Ask HN: Learning Distributed Systems as a Junior Engineer

[buzzcut_diet]

Hi, I am currently a junior backend developer working on a lot of big data stuff at the moment and the technologies we use such as Kubernetes, Spark, Kafka, EMR, Redis are all very overwhelming.

I was wondering what is the best way to learn more about these distributed systems and form better mental models when dealing with them. Any resources or tips would be appreciated.

Thank you in advance! :)

[mapme]

The easiest path is to read Designing Data Intensive Applications by Martin Kleppman. Builds from the ground up and by the end (or after a second read) you will have a deep understanding. Book hits on all of of the tech you mentioned except Kube. For that read one of the original google papers on cluster management systems eg. Omega

[ocdbg]

Martin Kleppman also has uploaded distributed systems course lectures on his channel

https://www.youtube.com/playlist?list=PLeKd45zvjcDFUEv_ohr_H...

▸ **WORK INSTRUCTIONS**:
1. Rewrite the paragraph of the distributed systems thread beginning "The easiest path is to read" as a brief bulleted list that keeps its main facts.
2. Take the thread on learning distributed systems further by writing the next reply after its last post.
You won't need the lines under Data entries for any of this work.

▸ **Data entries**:
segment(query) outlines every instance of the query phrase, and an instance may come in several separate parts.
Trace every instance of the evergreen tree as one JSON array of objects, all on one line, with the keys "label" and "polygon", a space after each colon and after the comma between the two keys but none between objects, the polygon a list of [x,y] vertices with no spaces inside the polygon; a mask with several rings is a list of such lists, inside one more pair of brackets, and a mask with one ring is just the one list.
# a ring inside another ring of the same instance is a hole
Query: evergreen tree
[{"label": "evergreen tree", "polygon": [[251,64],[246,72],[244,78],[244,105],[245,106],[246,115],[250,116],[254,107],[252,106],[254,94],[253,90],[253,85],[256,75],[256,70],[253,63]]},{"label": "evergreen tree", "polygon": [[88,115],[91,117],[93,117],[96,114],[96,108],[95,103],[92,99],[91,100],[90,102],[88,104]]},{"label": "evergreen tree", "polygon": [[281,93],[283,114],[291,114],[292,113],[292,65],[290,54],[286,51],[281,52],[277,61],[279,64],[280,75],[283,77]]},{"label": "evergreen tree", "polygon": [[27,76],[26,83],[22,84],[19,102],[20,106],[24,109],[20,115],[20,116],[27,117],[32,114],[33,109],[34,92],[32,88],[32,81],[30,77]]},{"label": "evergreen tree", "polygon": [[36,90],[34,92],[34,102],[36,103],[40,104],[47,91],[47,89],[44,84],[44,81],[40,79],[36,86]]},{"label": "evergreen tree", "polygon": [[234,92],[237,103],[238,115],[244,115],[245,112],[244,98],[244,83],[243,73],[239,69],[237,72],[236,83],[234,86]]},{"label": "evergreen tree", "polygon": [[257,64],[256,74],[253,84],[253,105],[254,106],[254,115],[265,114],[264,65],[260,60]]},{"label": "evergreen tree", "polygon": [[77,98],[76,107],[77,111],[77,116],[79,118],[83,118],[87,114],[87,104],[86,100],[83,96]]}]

▸ **ANSWERS TO THE PROBLEMS**:
1.
- Read Designing Data Intensive Applications by Martin Kleppman, the easiest path.
- It builds from the ground up, and by the end (or after a second read) you will have a deep understanding.
- It covers all of the mentioned tech except Kube.
- For Kube, read one of the original Google papers on cluster management systems, e.g., Omega.

2.
[ingvul]

While I recommend reading DDIA, I think buzzcut_diet may end up disappointed. Reasons:

- it takes a while to read DDIA. Probably around 6 months of focused reading. Perhaps more

- one can learn a really good chunk of theoretical stuff... but probably not applicable to day to day work

- zero practical experience will be gained regarding Kubernetes, Spark, Kafka, EMR, Redis

So, I would recommend a more practical approach:

- start already reading the documentation of K8s, Kafka, Spark, etc. Choose one and go for it. I would recommend Kafka since its documentation is well written

- while reading documentation of the tooling above, one will inevitable stumble upon theoretical stuff that will not be explained in detail: that's exactly when you pick up DDIA (or similar books) and try to find the topic in the index and read it.

[bwh2]

Designing Data Intensive Applications was surprisingly detailed in terms of data storage.

I also enjoyed Release It! by Michael Nygard to learn about making distributed systems more resilient.

[jitl]

I want to hire Martin Kleppman!!!! URGH!!!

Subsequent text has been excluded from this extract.